## CONSIGNE DONNÉE 1
Dans l'extrait sur la rémunération des dirigeants, de quel pourcentage la rémunération des cinq principaux dirigeants de la Banque Nationale a-t-elle augmenté en 2021 par rapport à l'année précédente ?
## CONSIGNE DONNÉE 2
Recopiez le passage de l'extrait sur la rémunération des dirigeants qui va de « Et ça continue » jusqu'à « pour s’en sortir. ».
───── SÉLECTION
Leur rémunération moyenne se situe aux environs de 10,9 millions de dollars. Ça signifie qu’ils gagnent 191 fois plus que le salaire moyen d’un travailleur au Canada. Une hausse vertigineuse puisqu’en 1998, ils gagnaient 62 fois plus, selon les chiffres de l’Institut sur la gouvernance d’organisations privées et publiques (IGOPP).

Et ça continue de grimper. Le mois dernier, on a appris que la rémunération des cinq principaux dirigeants de la Banque Nationale avait atteint 36,3 millions en 2021, en hausse de 43,5 % par rapport à l’année précédente. Sur cette somme, la part du PDG sortant, Louis Vachon, s’est élevée à 10,7 millions.

Il ne s’agit pas d’une anomalie. En 2021, les PDG de la Banque Royale, de la Banque de Montréal et de la Banque TD ont empoché respectivement 16,67 millions, 14,87 millions et 13,49 millions.

La croissance s’est donc emballée un peu partout. Plus vite, plus haut, plus… indécent.

En cette Journée internationale des travailleuses et des travailleurs, il importe de le dénoncer.

L’IGOPP, qui a publié deux « prises de position » dans ce dossier crucial au cours des dernières années, déplore la situation actuelle. Et il propose une série de pistes à suivre pour s’en sortir.

L’Institut estime notamment que les conseils d’administration doivent changer leur approche lorsqu’il s’agit d’adopter des programmes de rémunération pour les dirigeants d’entreprise.

Car cette démarche, selon l’Institut, s’appuie sur « des hypothèses empiriquement douteuses, sinon carrément fausses ».

Y compris sur une « surévaluation de la relation entre le prix de l’action et les efforts individuels des dirigeants (minimisant le rôle de la chance dans la production de fortes rémunérations) ».
──────────
───── ENTRÉES EXTRAITES
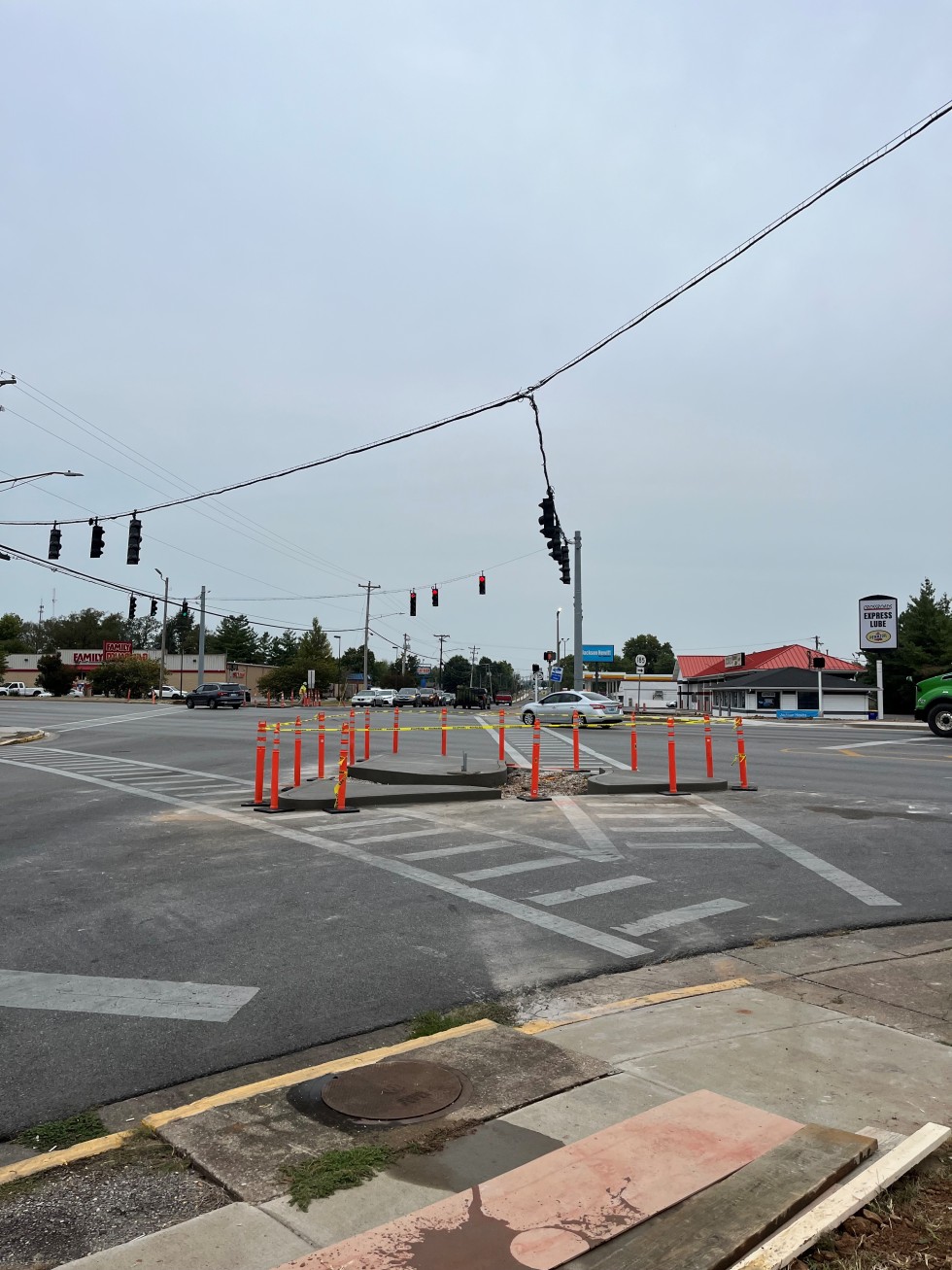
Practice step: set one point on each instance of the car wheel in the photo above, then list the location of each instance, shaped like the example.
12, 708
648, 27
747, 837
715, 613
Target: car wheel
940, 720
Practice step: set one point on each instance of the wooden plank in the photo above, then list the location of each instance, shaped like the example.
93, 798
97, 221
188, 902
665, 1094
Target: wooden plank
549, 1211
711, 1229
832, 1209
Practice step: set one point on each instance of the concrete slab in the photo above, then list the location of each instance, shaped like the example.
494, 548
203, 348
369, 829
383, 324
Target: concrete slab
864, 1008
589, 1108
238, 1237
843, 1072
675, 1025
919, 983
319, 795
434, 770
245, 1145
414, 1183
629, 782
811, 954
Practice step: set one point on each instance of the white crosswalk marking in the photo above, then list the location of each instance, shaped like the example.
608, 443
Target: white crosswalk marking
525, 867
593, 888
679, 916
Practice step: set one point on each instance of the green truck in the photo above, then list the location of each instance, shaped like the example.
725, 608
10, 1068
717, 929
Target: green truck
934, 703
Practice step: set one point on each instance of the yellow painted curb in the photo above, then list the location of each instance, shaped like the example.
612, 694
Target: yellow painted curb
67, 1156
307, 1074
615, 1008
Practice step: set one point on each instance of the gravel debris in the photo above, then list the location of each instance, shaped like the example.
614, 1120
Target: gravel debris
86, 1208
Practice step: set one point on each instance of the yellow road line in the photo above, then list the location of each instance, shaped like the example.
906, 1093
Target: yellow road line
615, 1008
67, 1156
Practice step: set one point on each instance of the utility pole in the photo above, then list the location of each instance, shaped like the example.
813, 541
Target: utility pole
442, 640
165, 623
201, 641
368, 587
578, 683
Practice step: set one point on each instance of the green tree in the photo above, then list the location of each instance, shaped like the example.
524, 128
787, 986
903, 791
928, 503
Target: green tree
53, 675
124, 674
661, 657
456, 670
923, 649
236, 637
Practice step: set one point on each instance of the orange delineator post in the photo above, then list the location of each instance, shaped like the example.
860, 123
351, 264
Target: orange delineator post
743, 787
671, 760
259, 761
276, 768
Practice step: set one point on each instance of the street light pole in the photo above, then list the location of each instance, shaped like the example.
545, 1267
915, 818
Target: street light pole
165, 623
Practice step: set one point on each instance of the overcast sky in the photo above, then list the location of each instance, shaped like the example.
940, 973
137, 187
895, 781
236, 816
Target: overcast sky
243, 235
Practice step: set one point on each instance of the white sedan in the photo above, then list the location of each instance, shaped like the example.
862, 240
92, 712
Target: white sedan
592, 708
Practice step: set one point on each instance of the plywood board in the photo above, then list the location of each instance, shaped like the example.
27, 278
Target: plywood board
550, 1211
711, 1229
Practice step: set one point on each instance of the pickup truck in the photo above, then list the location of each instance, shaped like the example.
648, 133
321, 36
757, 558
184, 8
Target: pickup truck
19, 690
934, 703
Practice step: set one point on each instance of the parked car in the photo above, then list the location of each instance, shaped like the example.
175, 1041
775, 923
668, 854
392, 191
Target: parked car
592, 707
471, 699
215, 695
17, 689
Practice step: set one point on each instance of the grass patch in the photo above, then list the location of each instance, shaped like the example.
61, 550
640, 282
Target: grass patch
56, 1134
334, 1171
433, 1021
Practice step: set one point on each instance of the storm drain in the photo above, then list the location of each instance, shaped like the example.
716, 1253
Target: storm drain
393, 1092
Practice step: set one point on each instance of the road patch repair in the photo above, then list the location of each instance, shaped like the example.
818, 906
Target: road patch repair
──────────
## RÉPONSE RÉDIGÉE 1
Elle a augmenté de 43,5 %.

## RÉPONSE RÉDIGÉE 2
Et ça continue de grimper. Le mois dernier, on a appris que la rémunération des cinq principaux dirigeants de la Banque Nationale avait atteint 36,3 millions en 2021, en hausse de 43,5 % par rapport à l’année précédente. Sur cette somme, la part du PDG sortant, Louis Vachon, s’est élevée à 10,7 millions.

Il ne s’agit pas d’une anomalie. En 2021, les PDG de la Banque Royale, de la Banque de Montréal et de la Banque TD ont empoché respectivement 16,67 millions, 14,87 millions et 13,49 millions.

La croissance s’est donc emballée un peu partout. Plus vite, plus haut, plus… indécent.

En cette Journée internationale des travailleuses et des travailleurs, il importe de le dénoncer.

L’IGOPP, qui a publié deux « prises de position » dans ce dossier crucial au cours des dernières années, déplore la situation actuelle. Et il propose une série de pistes à suivre pour s’en sortir.